Directions » Reproduce the records below verbatim, from the line with "Using the image provided, detect the shelving" to the line with "top-left (52, 43), bottom-right (117, 68)", including both of those lines.
===== Data provided
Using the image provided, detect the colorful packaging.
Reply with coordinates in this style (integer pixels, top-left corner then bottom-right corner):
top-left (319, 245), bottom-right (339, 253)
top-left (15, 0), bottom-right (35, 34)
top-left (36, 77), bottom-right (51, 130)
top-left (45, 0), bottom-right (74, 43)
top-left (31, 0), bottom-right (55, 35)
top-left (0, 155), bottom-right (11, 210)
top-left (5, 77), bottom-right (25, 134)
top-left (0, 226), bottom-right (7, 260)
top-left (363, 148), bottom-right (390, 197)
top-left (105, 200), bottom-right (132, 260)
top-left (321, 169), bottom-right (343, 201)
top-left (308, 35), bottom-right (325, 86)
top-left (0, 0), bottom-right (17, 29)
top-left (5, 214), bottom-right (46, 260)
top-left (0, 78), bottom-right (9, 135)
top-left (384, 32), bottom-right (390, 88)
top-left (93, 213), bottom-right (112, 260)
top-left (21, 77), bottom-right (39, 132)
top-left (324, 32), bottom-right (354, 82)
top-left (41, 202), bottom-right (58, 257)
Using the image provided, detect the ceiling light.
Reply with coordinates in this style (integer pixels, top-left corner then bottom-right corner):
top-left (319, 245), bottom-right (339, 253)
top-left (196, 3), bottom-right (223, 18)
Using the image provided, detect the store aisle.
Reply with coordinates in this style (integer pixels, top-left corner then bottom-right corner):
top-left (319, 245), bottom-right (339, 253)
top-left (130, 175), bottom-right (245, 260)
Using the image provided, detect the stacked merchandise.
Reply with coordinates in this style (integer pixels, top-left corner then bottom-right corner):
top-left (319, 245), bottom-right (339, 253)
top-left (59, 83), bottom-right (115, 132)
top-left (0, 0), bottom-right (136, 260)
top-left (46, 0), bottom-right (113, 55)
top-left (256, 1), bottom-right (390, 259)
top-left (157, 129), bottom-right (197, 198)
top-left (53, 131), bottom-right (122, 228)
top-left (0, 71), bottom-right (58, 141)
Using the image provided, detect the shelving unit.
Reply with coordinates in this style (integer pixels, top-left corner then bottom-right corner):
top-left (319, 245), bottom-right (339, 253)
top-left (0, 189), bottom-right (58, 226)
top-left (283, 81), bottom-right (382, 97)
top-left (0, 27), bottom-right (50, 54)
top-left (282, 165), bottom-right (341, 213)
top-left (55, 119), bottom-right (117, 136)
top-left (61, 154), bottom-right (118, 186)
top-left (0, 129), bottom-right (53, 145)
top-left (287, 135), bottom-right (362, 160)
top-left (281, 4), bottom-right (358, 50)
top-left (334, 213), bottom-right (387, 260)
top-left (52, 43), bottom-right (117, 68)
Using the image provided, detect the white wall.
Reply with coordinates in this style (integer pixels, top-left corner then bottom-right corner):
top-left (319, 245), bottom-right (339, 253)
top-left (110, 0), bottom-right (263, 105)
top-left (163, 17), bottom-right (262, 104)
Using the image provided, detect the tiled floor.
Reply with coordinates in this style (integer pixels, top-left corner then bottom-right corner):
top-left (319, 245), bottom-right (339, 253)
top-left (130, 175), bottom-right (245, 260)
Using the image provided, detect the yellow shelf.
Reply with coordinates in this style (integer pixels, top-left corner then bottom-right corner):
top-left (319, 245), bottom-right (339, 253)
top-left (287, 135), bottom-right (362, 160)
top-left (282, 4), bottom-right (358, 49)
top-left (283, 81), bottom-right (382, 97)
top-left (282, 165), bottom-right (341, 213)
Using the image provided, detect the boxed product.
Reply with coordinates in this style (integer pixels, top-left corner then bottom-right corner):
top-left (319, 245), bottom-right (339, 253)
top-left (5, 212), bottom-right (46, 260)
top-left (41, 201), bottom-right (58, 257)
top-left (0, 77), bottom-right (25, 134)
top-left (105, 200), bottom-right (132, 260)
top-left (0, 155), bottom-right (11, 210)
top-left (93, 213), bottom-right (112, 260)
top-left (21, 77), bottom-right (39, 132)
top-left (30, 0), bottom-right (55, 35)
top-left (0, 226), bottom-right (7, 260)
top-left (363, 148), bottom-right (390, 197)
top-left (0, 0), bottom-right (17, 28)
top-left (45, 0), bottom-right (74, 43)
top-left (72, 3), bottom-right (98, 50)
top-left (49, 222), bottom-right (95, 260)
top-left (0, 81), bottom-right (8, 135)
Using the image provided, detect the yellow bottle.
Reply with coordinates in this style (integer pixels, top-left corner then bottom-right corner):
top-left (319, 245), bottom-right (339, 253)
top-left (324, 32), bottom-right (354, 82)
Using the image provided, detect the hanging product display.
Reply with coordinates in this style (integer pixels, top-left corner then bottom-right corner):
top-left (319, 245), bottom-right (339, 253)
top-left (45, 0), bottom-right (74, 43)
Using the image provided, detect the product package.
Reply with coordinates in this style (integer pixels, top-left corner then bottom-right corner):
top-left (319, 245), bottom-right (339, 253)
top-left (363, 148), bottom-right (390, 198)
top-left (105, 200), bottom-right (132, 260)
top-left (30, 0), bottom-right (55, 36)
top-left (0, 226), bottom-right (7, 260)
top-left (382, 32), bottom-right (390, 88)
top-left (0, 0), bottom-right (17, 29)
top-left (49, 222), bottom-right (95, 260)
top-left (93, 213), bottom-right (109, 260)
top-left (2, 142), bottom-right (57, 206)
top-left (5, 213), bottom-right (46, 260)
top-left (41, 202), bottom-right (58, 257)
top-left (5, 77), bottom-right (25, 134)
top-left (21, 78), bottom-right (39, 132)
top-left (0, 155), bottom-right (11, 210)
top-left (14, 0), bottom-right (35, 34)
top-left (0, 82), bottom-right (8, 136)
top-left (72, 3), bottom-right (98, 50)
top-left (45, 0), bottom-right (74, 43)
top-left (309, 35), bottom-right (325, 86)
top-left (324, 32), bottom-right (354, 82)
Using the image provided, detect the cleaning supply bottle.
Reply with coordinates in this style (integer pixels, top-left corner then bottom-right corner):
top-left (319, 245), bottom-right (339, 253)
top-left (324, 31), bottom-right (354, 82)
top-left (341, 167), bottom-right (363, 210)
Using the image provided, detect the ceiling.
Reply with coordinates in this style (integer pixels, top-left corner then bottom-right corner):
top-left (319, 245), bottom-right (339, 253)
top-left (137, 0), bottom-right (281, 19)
==========
===== Data provided
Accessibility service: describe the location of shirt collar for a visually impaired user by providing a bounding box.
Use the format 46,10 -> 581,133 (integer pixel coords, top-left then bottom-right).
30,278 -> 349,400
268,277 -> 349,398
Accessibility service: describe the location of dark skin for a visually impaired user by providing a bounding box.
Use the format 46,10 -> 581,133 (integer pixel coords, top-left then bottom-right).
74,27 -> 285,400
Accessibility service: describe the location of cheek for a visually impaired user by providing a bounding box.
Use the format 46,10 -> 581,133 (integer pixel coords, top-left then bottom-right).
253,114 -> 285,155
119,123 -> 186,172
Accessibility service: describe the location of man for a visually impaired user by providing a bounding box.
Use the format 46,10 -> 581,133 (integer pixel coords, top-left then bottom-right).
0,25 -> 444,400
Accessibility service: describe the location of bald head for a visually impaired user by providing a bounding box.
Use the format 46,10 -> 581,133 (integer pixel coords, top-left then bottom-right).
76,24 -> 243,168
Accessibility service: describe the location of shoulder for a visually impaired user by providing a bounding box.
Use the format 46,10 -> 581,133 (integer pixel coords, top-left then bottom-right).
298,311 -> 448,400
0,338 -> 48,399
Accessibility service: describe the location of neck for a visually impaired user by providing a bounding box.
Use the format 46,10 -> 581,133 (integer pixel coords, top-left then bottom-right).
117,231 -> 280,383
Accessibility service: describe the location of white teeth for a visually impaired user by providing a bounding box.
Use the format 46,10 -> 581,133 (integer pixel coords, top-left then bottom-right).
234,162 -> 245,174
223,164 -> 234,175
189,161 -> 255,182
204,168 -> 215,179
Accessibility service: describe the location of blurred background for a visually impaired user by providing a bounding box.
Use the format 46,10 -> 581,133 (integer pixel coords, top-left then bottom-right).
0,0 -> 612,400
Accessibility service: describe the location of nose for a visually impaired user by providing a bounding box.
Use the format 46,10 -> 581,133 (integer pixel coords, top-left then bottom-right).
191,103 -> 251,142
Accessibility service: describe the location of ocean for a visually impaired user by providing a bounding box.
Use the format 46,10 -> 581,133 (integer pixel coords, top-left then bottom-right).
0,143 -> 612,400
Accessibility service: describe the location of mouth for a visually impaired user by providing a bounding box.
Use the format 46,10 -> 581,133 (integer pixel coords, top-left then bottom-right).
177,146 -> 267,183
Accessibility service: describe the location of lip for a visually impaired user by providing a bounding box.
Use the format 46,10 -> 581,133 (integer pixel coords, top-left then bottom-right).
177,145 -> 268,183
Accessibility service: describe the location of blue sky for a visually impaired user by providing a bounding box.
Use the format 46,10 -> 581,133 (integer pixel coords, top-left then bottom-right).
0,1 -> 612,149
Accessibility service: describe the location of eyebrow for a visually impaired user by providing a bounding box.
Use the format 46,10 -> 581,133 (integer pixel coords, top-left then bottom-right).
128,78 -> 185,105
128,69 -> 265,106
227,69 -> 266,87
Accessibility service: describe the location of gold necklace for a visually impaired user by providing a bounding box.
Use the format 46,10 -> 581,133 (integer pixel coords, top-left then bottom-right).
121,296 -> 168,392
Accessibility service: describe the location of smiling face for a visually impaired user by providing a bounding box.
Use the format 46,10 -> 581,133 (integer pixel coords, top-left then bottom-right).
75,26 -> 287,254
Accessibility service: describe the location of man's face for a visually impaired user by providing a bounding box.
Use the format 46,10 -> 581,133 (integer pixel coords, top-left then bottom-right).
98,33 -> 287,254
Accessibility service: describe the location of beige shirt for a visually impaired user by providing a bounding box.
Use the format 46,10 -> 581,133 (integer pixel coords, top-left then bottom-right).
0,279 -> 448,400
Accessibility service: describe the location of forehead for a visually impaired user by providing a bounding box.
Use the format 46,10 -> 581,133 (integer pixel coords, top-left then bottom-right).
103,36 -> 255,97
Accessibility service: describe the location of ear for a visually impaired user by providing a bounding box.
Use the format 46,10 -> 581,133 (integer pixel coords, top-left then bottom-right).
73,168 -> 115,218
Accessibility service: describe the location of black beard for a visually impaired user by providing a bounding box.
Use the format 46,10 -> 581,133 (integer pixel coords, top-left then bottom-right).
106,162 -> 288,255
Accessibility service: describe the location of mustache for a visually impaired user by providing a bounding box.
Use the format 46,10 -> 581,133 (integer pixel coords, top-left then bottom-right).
==========
Task output »
Using the image provided, detect the shelving unit.
Reply with coordinates in this style (integer pixels, top-left corner then bottom-right corner):
top-left (319, 245), bottom-right (339, 253)
top-left (0, 189), bottom-right (58, 226)
top-left (283, 81), bottom-right (382, 97)
top-left (0, 27), bottom-right (50, 54)
top-left (282, 165), bottom-right (341, 213)
top-left (55, 119), bottom-right (117, 136)
top-left (61, 154), bottom-right (118, 186)
top-left (0, 129), bottom-right (53, 145)
top-left (287, 135), bottom-right (362, 160)
top-left (281, 4), bottom-right (358, 50)
top-left (334, 213), bottom-right (387, 260)
top-left (52, 43), bottom-right (117, 68)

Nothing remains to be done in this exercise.